● **Goal**
All material below is to be reproduced exactly.

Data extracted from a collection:
────────────────────

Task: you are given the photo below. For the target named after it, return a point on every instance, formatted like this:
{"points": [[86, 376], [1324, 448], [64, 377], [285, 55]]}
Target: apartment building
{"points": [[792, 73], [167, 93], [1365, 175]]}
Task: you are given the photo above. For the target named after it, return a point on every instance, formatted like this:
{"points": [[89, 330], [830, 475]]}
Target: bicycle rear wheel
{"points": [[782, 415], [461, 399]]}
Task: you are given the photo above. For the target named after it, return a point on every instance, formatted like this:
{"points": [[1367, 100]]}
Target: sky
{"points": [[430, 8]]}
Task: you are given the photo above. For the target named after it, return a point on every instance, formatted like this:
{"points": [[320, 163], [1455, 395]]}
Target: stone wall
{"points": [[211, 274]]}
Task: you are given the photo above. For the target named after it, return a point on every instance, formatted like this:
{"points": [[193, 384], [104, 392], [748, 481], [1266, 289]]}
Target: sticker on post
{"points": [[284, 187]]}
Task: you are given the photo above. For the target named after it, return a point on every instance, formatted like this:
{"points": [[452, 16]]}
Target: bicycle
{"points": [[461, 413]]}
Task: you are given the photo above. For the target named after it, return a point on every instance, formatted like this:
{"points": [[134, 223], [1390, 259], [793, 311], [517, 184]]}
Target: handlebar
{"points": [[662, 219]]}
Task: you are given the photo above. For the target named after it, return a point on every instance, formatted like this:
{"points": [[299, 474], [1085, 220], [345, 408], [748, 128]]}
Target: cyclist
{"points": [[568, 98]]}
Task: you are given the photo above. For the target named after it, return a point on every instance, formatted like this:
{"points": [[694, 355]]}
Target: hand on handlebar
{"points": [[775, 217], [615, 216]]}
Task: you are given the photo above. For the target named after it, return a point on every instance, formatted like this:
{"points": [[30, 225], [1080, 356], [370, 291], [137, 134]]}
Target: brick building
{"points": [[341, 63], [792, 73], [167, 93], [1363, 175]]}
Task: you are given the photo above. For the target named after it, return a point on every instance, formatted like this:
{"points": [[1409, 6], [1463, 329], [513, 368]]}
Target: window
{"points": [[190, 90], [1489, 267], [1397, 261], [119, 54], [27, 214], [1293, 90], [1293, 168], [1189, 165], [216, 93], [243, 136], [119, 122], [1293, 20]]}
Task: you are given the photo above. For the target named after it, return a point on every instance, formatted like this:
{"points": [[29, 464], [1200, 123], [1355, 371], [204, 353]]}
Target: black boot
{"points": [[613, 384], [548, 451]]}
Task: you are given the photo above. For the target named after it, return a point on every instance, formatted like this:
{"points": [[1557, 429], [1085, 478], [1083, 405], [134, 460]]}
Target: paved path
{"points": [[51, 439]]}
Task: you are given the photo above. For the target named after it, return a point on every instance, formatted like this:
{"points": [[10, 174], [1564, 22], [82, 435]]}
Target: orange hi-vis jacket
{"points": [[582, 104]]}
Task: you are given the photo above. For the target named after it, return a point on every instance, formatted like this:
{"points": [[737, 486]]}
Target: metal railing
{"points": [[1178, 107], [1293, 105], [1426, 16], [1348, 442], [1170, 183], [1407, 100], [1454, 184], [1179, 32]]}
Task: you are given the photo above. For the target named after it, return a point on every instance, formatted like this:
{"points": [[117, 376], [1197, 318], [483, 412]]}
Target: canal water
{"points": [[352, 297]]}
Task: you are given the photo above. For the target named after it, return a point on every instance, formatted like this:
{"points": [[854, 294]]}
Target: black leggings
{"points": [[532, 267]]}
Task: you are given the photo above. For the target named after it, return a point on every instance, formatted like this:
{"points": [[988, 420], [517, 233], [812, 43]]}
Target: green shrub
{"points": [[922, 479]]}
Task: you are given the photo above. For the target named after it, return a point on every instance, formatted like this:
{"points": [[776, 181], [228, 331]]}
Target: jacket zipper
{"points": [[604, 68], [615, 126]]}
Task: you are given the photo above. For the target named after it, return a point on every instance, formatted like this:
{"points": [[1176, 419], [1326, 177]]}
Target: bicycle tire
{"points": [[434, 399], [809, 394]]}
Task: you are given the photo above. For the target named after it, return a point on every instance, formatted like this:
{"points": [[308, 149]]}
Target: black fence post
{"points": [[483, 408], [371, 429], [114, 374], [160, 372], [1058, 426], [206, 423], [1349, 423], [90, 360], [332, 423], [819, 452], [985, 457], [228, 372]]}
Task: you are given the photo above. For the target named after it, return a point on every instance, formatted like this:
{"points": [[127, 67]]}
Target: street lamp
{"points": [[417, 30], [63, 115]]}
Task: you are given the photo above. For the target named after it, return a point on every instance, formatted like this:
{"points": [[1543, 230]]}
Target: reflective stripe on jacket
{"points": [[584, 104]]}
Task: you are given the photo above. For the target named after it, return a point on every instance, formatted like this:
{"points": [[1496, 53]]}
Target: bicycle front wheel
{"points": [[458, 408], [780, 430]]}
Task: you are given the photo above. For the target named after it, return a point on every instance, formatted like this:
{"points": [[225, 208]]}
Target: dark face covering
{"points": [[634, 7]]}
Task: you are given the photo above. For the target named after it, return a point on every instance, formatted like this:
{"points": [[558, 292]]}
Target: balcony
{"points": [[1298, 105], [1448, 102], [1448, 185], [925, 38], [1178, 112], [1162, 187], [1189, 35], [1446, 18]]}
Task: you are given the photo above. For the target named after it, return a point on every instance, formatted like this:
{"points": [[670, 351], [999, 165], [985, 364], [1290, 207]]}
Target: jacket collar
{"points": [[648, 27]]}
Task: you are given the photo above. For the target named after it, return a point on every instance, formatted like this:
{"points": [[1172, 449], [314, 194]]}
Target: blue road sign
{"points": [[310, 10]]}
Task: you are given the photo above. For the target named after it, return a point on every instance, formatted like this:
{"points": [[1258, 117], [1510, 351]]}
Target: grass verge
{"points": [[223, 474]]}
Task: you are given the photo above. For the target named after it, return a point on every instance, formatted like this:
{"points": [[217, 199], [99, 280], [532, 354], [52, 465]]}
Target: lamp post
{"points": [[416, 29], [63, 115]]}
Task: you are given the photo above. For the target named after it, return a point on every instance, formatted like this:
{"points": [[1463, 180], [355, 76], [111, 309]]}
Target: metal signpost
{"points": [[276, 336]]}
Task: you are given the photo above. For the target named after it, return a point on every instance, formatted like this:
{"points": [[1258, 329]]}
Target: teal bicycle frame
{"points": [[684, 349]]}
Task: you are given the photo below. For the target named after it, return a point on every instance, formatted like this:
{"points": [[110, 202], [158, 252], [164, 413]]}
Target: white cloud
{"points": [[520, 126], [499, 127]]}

────────────────────

● **The solution**
Task: you are given the photo below. For the target named after it, return a point on every instance, formatted like this:
{"points": [[86, 376], [1324, 448], [64, 377], [285, 55]]}
Target: apartment building
{"points": [[792, 73], [167, 93], [1365, 175]]}
Task: you are given the photo above. For the target named after it, return a point on every instance, formatted like this:
{"points": [[89, 330], [830, 475]]}
Target: bicycle rear wheel
{"points": [[782, 415], [461, 399]]}
Task: you are given the photo above. For the target named after it, return a point on every instance, formatted like this:
{"points": [[1367, 100]]}
Target: sky
{"points": [[430, 8]]}
Task: you are given the photo above. For the target named after it, return a point on every instance, formatted like this:
{"points": [[320, 163], [1455, 395]]}
Target: stone wall
{"points": [[211, 274]]}
Task: you are given the photo above. For the target named after it, return a point on every instance, formatted like this:
{"points": [[193, 384], [104, 392], [748, 481], [1266, 289]]}
Target: sticker on post
{"points": [[284, 187]]}
Task: you are given the photo above. For the target named after it, return a point on every instance, formatted like this:
{"points": [[452, 16]]}
Target: bicycle
{"points": [[461, 413]]}
Task: you are given the photo above. For the target named after it, return a point on every instance, formatted like this:
{"points": [[134, 223], [1390, 259], [793, 311], [517, 184]]}
Target: handlebar
{"points": [[662, 219]]}
Task: you are given the photo above. For the target named after it, return a point on every instance, formatted like this:
{"points": [[299, 474], [1085, 220], [345, 408], [748, 128]]}
Target: cyclist
{"points": [[568, 98]]}
Task: you are given the photo above. For the target named after it, return a point on every instance, formatted like this:
{"points": [[694, 355]]}
Target: hand on handlebar
{"points": [[775, 217], [615, 216]]}
Task: you are given the photo above. For the target named after it, return a point on every instance, formatted like this:
{"points": [[30, 225], [1080, 356], [370, 291], [137, 134]]}
Target: brick building
{"points": [[341, 63], [792, 73], [167, 93], [1363, 175]]}
Task: you are given the photo above. For the target named after it, return a point on every instance, formatted like this:
{"points": [[1409, 6], [1463, 329], [513, 368]]}
Target: window
{"points": [[190, 90], [1489, 267], [1397, 261], [119, 54], [27, 214], [1293, 90], [1293, 168], [1189, 165], [216, 93], [243, 136], [119, 122], [1293, 20]]}
Task: you are given the photo above. For the target named after it, return a point on every instance, formatted like this:
{"points": [[29, 464], [1200, 123], [1355, 371], [204, 353]]}
Target: black boot
{"points": [[613, 384], [548, 451]]}
Task: you are given the photo above. For the target named after it, return a point on every instance, formatted like this:
{"points": [[1557, 429], [1085, 478], [1083, 405], [134, 460]]}
Target: paved path
{"points": [[51, 439]]}
Task: you are given the photo above. For the target named after it, return a point on every instance, formatted like this:
{"points": [[10, 174], [1564, 22], [82, 435]]}
Target: orange hi-vis jacket
{"points": [[582, 104]]}
Task: you are given the photo above. For the target named after it, return a point on every instance, formatted like this:
{"points": [[737, 486]]}
Target: metal railing
{"points": [[1178, 107], [1293, 105], [1426, 16], [1348, 442], [1170, 183], [1407, 100], [1454, 184], [1179, 32]]}
Task: you are given the photo above. For the target named after it, return a point on every instance, formatted like this:
{"points": [[117, 376], [1197, 318], [483, 412]]}
Target: canal water
{"points": [[352, 297]]}
Task: you are given the photo above. For the target named after it, return a point on every instance, formatted like this:
{"points": [[854, 294]]}
Target: black leggings
{"points": [[532, 267]]}
Task: you are given the photo above. For the target named after it, return a point on every instance, formatted like this:
{"points": [[988, 420], [517, 233], [812, 43]]}
Target: green shrub
{"points": [[922, 479]]}
Task: you are given the photo above. For the target named after it, return a point on every instance, formatted like this:
{"points": [[776, 181], [228, 331]]}
Target: jacket zipper
{"points": [[604, 68], [615, 126]]}
Task: you are given the photo above. For the target named after it, return a point on every instance, formatted like this:
{"points": [[1176, 419], [1326, 177]]}
Target: bicycle tire
{"points": [[434, 399], [809, 394]]}
Task: you are given the photo above. For the target named after it, return a point on every instance, formatted like this:
{"points": [[308, 149]]}
Target: black fence post
{"points": [[483, 408], [371, 429], [114, 374], [160, 372], [1058, 426], [206, 423], [1349, 423], [90, 360], [332, 423], [819, 452], [985, 457], [228, 372]]}
Task: you are given the photo above. For the target named after it, return a point on every instance, formatted like this:
{"points": [[127, 67]]}
Target: street lamp
{"points": [[417, 30], [63, 115]]}
Task: you are given the photo above. For the target named after it, return a point on every instance, formatted like this:
{"points": [[1543, 230]]}
Target: reflective stripe on jacket
{"points": [[584, 104]]}
Task: you are given the photo above. For the target named after it, return a point on every instance, formatted like this:
{"points": [[1496, 53]]}
Target: bicycle front wheel
{"points": [[458, 408], [780, 430]]}
Task: you are given the photo above. For the target named after it, return a point on every instance, formatted like this:
{"points": [[225, 208]]}
Target: dark face covering
{"points": [[634, 7]]}
Task: you are given the photo above. For the target named after it, return a point on every instance, formatted like this:
{"points": [[558, 292]]}
Target: balcony
{"points": [[1298, 105], [1448, 102], [1448, 185], [925, 38], [1178, 112], [1162, 187], [1189, 35], [1446, 18]]}
Task: you are given the photo above. For the target named after it, return a point on every instance, formatted like this:
{"points": [[670, 351], [999, 165], [985, 364], [1290, 207]]}
Target: jacket collar
{"points": [[648, 27]]}
Task: you are given the photo above. For the target named after it, return a point on every instance, formatted like this:
{"points": [[1172, 449], [314, 194]]}
Target: blue road sign
{"points": [[310, 10]]}
Task: you are given the photo above. For the target named after it, return a point on every instance, formatted like this:
{"points": [[1258, 117], [1510, 351]]}
Target: grass verge
{"points": [[223, 474]]}
Task: you are given the photo above. For the target named after it, return a point on every instance, formatted like this:
{"points": [[217, 199], [99, 280], [532, 354], [52, 465]]}
Target: lamp post
{"points": [[416, 29], [63, 115]]}
Task: you are given the photo above. For the target named after it, return a point on every instance, formatted like this:
{"points": [[1463, 180], [355, 76], [111, 309]]}
Target: metal signpost
{"points": [[276, 336]]}
Task: you are given the photo above. For the target named after it, return a point on every instance, formatted like this:
{"points": [[1258, 329]]}
Target: teal bicycle frame
{"points": [[684, 349]]}
Task: you are given the photo below. For the target named after it, return a point on every instance, formatted like this:
{"points": [[110, 202], [158, 252], [164, 413]]}
Target: white cloud
{"points": [[520, 126], [499, 127]]}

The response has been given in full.